- **Given instruction**
Render the lines of the material below as a numbered list, starting at the line containing "Mark a point on each instance of the metal" and ending at the final line of the material, with blank lines and pictures omitted.

- **Dataset records**
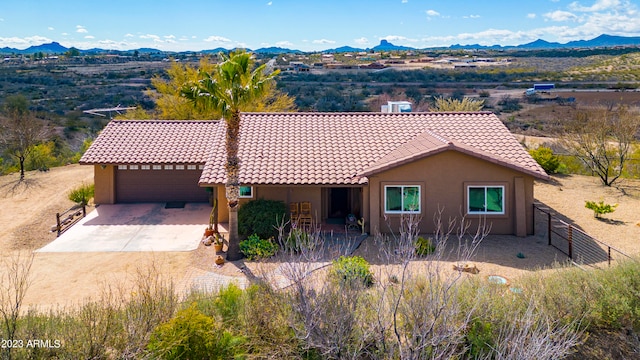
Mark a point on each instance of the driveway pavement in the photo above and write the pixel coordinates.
(135, 227)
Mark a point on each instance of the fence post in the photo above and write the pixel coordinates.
(570, 240)
(58, 227)
(549, 227)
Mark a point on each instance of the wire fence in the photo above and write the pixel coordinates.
(579, 246)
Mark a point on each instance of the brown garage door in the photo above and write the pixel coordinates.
(139, 184)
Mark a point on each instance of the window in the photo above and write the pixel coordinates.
(402, 199)
(246, 192)
(485, 200)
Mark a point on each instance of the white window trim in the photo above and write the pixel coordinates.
(402, 186)
(485, 212)
(247, 197)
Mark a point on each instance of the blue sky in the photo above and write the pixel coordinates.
(308, 25)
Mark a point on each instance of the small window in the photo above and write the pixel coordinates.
(246, 192)
(485, 200)
(402, 199)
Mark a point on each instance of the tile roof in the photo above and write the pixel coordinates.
(343, 148)
(150, 141)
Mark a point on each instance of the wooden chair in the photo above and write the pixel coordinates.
(305, 213)
(294, 212)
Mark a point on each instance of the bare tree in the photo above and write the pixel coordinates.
(602, 138)
(20, 130)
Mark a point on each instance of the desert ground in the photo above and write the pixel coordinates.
(27, 212)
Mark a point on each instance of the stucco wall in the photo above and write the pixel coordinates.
(443, 179)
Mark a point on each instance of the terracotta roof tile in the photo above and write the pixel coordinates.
(138, 141)
(342, 148)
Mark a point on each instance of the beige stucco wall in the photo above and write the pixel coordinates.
(104, 180)
(443, 179)
(284, 194)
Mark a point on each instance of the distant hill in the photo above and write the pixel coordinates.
(540, 44)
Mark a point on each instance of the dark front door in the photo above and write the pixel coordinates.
(339, 202)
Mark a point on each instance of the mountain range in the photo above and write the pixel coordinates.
(600, 41)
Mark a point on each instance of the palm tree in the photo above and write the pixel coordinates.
(231, 87)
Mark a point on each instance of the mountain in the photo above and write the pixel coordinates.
(276, 50)
(387, 46)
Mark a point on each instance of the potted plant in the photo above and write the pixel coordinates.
(213, 223)
(218, 242)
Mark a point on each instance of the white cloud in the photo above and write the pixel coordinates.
(599, 5)
(560, 15)
(323, 41)
(361, 41)
(217, 39)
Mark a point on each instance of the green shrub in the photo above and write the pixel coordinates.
(424, 246)
(82, 194)
(600, 208)
(261, 217)
(352, 269)
(546, 158)
(193, 335)
(255, 248)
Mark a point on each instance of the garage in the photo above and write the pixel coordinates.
(159, 183)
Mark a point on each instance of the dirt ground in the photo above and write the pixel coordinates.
(27, 213)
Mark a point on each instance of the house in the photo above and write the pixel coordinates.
(379, 166)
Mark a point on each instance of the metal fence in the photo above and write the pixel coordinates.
(579, 246)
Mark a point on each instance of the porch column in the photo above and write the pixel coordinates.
(520, 211)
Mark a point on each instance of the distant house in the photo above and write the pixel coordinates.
(379, 166)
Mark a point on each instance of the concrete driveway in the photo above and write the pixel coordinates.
(135, 227)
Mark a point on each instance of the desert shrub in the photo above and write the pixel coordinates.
(82, 194)
(424, 246)
(546, 158)
(352, 269)
(255, 248)
(600, 208)
(260, 217)
(193, 335)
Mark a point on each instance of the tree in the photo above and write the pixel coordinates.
(20, 131)
(602, 139)
(230, 88)
(451, 104)
(171, 105)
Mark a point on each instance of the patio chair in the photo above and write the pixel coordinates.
(294, 212)
(305, 213)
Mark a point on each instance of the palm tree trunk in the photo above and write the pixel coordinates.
(232, 187)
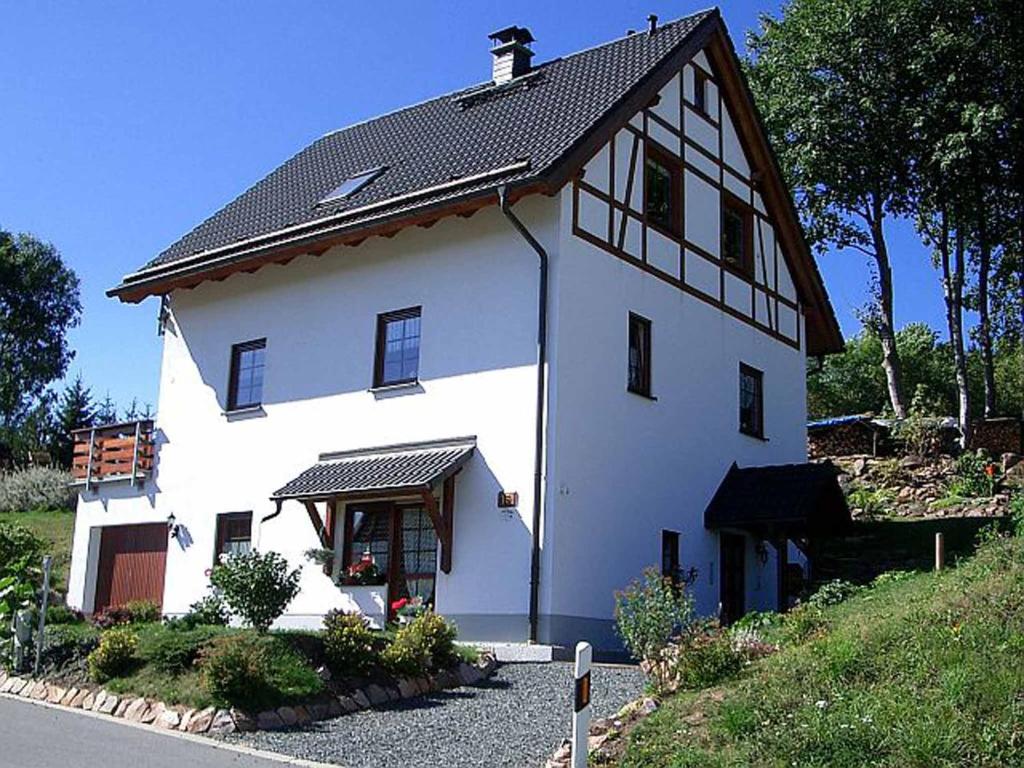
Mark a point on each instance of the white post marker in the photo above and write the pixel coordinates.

- **Answer below**
1. Mark a point on each instance of the metal fence in the photo above and write the pixel coordinates.
2. (579, 246)
3. Mark a point on each instance of the porch column in the photo above and write the pixel coordinates.
4. (520, 211)
5. Mark a point on each instance of the distant house in the photo above and write the pixel coordinates.
6. (379, 166)
7. Mark a point on each instance of the concrete driveway in the photo above and write the pixel coordinates.
8. (135, 227)
9. Mark a point on each instance of the desert shrub in the photo above and write the pixel coordinates.
10. (82, 194)
11. (424, 246)
12. (546, 158)
13. (352, 269)
14. (255, 248)
15. (600, 208)
16. (260, 217)
17. (193, 335)
18. Mark a point on each instance of the tree in the photo above and write the pixel coordinates.
19. (20, 131)
20. (602, 139)
21. (230, 88)
22. (451, 104)
23. (171, 105)
24. Mark a point on each instance of the patio chair in the photo above and write the pixel coordinates.
25. (294, 212)
26. (305, 213)
27. Mark a point on each instance of the palm tree trunk in the photo above and write the pixel coordinates.
28. (232, 187)
29. Mark a point on each instance of the white post marker in the photo above and write the pixel coordinates.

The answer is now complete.